Supplied text:
◆ ◆ ◆ ◆
The head-honcho of the beleaguered HSE just told a shocked Nation that he hasn't a clue what to spend next year's €13bn on. He simply said when asked, "I have no plan."
Perhaps the Christmas fairy has waved her magic wand and every single HSE problem has ceased to exist? It's as good an excuse as any, isn't it. "It's right up there with the infamous, "I won it on a horse." However, if Tony O'Brien, Chief Executive of the HSE has gone into brain meltdown then the entire horrible edifice might finally crumble.
Where though, will that leave the multiple quangos? There are over three thousand of them sucking at the HSE teat at present in a valiant effort to support the six-figure salaries of their own home grown heavyweights. A few of them probably even nod in the direction of their raison d'être from time to time. But those 3,000 quangos are in the frame for a quarter of Tony's €13bn budget for next year and they must be hoping that this lack of planning on his behalf won't change their, ahem, allocation.
Michael Brennen in the 'Indo' puts the spotlight on these tit-men when he writes that, "These groups and bodies are all operating independently from the HSE with their own boards of independent members, their own management teams and external auditors." What Michael doesn't say is that none of them are accountable either to us or the HSE itself. Grants from as little as €100,000 up to €10,000,000 are doled out by the HSE to these tax-free operations to do as they please with.
What he does say, by way of example, is that, "The HSE is funding five groups dedicated to helping older people, with €498,000 paid last year to Age Action Ireland, €562,000 to Age and Opportunity, €234,000 to Active Retirement Ireland, €352,000 to the Ballincollig Senior Citizens club, and €104,000 to the South Dublin Senior Citizens Club." You could add also that older people fund most of their own care, pay for their nursing homes and use the HSE directly through their hospital visits.
But the article cites so many duplications of so-called services that Michael rightly points out, "The HSE are not legally required to provide."
I recall Stubbs Reilly stating forlornly that 70 per cent of the HSE budget is instantly gone on salaries before he even starts. With a further 25 per cent gone on quangos there is five per cent left to care for the ill taxpayer who funds this abominable merry-go-round. Lately Leo Varakar is wearing a hunted defeated expression as he stumbles blindly from crisis to crisis. Real people are having real deaths in the meantime even as the HSE commissions more expensive ads in the media to warn you of very oblique risks that you are highly unlikely to ever encounter.
◆ ◆ ◆ ◆
Tasks and exercises:
A. From the text about HSE spending, retype the part that opens with the words containing "Perhaps the Christmas" and closes with "their, ahem, allocation.".
B. List every group named in the text about HSE spending as receiving HSE funding to help older people.

Input data:
◆ ◆ ◆ ◆
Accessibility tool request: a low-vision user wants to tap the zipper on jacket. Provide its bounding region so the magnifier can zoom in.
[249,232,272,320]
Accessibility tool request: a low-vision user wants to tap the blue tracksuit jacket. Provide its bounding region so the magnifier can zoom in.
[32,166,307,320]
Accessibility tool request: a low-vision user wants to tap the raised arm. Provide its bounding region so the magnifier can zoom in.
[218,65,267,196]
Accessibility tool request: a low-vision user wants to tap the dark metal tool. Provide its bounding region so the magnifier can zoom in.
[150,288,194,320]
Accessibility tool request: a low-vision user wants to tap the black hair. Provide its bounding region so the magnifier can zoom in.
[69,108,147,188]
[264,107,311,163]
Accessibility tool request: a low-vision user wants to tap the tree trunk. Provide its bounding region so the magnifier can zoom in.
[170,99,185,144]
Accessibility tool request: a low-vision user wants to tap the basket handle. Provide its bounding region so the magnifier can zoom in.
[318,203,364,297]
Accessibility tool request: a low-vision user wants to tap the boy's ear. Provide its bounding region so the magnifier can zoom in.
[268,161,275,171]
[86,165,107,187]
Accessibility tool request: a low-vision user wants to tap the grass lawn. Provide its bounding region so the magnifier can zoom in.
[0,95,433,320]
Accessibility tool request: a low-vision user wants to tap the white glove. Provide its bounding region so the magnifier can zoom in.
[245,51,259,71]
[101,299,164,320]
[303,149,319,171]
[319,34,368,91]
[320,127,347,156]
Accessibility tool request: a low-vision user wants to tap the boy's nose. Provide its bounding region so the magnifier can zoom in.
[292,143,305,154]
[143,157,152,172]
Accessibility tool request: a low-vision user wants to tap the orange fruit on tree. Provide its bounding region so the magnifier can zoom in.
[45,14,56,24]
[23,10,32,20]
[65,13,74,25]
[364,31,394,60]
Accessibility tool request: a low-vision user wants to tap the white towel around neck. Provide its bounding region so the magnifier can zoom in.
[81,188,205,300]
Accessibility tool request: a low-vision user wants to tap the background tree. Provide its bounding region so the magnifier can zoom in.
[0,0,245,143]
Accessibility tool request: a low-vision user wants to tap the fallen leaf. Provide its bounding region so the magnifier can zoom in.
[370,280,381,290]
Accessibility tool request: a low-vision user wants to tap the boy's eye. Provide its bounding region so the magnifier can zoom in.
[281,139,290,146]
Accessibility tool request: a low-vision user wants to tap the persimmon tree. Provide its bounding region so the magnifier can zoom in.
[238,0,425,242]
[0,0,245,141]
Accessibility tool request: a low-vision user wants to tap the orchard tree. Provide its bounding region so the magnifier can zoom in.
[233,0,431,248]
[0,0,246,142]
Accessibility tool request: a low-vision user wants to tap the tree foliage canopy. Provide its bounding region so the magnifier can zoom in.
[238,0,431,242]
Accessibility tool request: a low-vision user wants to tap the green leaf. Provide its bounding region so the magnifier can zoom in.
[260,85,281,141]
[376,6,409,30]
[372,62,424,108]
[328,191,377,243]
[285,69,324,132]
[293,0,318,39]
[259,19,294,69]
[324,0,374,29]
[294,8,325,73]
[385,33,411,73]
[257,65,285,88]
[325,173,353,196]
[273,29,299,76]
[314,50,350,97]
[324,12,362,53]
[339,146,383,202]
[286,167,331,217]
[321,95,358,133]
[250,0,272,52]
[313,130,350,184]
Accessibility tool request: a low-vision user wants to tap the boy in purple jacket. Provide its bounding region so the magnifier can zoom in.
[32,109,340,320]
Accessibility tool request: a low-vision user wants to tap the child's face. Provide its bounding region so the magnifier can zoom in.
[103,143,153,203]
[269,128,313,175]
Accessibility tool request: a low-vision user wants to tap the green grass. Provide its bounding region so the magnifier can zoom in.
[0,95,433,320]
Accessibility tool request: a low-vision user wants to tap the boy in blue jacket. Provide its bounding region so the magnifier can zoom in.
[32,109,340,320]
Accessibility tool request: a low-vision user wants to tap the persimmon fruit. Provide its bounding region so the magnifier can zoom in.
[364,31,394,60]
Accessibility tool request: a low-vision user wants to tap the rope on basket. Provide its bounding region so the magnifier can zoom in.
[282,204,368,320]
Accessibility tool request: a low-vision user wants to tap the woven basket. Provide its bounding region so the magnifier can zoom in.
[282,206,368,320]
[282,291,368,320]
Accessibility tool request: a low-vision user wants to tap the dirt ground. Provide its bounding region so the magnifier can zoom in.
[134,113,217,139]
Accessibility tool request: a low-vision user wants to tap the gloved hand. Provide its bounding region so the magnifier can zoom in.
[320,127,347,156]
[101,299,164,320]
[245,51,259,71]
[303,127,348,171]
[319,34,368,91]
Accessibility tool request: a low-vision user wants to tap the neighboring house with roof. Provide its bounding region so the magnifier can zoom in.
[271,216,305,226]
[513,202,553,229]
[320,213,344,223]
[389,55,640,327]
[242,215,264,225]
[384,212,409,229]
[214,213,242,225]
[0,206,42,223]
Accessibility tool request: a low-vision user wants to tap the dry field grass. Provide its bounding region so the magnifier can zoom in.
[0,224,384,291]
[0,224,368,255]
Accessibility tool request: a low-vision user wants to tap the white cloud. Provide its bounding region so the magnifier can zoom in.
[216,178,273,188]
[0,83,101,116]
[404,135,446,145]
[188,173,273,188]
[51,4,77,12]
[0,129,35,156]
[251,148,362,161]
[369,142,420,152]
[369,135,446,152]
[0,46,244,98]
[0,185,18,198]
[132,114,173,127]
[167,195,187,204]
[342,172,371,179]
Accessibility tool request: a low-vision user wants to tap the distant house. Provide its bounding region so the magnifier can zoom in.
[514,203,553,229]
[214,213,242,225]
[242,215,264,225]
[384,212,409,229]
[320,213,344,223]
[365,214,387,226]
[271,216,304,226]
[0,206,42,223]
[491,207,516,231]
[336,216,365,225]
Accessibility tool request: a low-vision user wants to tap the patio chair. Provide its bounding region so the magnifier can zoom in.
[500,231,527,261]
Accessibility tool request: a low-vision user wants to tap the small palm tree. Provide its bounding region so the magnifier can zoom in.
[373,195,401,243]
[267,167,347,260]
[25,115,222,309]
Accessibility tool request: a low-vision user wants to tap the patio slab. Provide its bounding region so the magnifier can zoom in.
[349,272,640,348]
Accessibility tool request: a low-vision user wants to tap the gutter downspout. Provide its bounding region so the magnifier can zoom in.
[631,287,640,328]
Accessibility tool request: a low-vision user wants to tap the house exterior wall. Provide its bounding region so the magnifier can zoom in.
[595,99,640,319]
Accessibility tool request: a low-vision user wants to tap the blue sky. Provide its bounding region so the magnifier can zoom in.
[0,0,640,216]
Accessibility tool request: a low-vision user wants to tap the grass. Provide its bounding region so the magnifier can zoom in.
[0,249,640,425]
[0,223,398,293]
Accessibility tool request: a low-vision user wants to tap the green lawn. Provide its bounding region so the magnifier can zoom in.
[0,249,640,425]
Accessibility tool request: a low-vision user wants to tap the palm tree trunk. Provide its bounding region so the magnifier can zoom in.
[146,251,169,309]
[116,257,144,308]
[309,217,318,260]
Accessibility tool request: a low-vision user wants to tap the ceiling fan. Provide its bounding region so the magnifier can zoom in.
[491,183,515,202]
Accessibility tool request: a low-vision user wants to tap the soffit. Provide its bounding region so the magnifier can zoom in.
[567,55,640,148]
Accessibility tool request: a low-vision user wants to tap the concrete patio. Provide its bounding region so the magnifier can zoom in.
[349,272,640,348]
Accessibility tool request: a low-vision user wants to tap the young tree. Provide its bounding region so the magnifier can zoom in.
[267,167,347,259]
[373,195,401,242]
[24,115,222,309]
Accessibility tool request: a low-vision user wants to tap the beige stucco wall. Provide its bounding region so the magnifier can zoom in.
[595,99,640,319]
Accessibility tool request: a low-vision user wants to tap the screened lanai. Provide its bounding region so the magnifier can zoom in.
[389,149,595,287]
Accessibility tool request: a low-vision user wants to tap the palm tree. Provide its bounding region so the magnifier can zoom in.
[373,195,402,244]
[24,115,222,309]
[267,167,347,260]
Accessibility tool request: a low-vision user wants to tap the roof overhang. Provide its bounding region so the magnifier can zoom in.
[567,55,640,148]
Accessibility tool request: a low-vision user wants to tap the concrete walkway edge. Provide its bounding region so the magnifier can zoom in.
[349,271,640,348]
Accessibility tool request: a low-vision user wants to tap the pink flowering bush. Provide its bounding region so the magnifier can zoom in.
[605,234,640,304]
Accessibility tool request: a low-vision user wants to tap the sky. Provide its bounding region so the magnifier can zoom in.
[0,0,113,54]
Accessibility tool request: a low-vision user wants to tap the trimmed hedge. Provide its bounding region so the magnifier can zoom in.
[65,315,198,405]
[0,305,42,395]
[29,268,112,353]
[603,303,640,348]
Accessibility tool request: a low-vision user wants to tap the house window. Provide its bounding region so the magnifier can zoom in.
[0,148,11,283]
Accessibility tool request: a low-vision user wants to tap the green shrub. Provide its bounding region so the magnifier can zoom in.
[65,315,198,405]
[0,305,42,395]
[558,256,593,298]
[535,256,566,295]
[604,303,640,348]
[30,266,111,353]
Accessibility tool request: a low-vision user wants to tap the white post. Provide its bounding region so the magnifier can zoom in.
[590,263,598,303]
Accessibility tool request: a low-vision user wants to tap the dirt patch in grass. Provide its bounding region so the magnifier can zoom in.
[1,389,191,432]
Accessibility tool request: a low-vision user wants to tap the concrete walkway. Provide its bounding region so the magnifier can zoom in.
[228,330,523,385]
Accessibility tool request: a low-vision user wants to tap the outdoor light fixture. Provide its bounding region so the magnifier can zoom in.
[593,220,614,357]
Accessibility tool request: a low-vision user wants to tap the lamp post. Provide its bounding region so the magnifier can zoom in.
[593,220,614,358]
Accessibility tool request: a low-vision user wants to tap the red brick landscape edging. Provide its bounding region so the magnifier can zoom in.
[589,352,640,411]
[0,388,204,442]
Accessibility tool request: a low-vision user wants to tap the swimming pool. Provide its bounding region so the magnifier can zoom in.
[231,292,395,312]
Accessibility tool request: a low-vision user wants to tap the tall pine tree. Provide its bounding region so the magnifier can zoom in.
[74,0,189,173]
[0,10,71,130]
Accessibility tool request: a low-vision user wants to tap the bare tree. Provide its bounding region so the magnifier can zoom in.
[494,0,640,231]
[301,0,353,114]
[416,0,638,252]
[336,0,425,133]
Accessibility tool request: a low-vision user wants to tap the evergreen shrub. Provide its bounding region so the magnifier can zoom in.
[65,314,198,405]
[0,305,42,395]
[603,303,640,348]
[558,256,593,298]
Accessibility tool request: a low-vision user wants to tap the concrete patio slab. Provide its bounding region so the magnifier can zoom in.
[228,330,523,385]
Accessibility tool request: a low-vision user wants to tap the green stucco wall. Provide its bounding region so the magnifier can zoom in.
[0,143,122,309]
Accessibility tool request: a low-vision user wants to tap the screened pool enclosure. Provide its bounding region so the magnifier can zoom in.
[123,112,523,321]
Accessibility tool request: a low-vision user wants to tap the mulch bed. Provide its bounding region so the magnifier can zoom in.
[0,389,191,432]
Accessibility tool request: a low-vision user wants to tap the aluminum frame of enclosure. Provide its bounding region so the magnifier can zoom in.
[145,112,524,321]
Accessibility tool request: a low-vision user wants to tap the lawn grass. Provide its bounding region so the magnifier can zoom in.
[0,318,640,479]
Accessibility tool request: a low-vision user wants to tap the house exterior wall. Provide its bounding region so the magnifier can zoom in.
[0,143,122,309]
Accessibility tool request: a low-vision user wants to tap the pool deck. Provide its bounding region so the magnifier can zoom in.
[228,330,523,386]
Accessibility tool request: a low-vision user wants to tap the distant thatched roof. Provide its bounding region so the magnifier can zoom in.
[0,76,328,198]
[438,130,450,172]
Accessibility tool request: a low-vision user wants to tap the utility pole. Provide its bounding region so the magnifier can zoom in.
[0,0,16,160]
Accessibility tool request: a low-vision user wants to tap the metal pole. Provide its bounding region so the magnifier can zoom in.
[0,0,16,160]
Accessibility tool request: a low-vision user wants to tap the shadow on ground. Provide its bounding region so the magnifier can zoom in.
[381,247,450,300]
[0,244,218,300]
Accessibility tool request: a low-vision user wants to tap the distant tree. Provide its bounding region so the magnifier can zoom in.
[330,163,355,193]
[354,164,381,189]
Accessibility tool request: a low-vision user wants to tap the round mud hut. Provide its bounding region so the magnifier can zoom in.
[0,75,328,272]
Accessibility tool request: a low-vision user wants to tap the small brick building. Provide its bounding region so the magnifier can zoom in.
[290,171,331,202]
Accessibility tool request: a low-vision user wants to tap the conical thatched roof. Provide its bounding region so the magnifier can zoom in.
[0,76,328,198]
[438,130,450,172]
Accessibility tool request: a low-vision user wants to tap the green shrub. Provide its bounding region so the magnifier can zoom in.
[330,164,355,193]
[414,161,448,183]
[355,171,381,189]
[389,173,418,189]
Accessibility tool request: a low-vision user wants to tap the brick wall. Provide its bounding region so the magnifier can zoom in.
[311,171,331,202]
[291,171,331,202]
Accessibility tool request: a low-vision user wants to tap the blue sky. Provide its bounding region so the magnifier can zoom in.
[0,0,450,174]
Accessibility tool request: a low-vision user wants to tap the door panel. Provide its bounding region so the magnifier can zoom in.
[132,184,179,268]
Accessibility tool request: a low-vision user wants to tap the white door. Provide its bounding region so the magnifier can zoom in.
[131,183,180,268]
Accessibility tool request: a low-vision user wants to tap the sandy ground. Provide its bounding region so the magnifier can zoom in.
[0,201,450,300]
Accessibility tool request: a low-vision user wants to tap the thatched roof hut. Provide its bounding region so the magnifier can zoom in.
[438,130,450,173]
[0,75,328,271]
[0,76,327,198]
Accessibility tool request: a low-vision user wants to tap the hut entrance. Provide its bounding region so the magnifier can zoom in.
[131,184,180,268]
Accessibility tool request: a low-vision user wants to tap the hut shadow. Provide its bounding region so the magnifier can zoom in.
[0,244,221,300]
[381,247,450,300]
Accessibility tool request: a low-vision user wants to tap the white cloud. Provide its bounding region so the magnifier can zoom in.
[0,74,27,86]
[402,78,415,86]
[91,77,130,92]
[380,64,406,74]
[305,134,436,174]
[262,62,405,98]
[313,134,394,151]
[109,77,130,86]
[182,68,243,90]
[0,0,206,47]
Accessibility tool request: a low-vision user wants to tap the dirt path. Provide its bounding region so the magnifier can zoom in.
◆ ◆ ◆ ◆
Task-by-task solutions:
A.
Perhaps the Christmas fairy has waved her magic wand and every single HSE problem has ceased to exist? It's as good an excuse as any, isn't it. "It's right up there with the infamous, "I won it on a horse." However, if Tony O'Brien, Chief Executive of the HSE has gone into brain meltdown then the entire horrible edifice might finally crumble.
Where though, will that leave the multiple quangos? There are over three thousand of them sucking at the HSE teat at present in a valiant effort to support the six-figure salaries of their own home grown heavyweights. A few of them probably even nod in the direction of their raison d'être from time to time. But those 3,000 quangos are in the frame for a quarter of Tony's €13bn budget for next year and they must be hoping that this lack of planning on his behalf won't change their, ahem, allocation.

B.
Age Action Ireland
Age and Opportunity
Active Retirement Ireland
Ballincollig Senior Citizens club
South Dublin Senior Citizens Club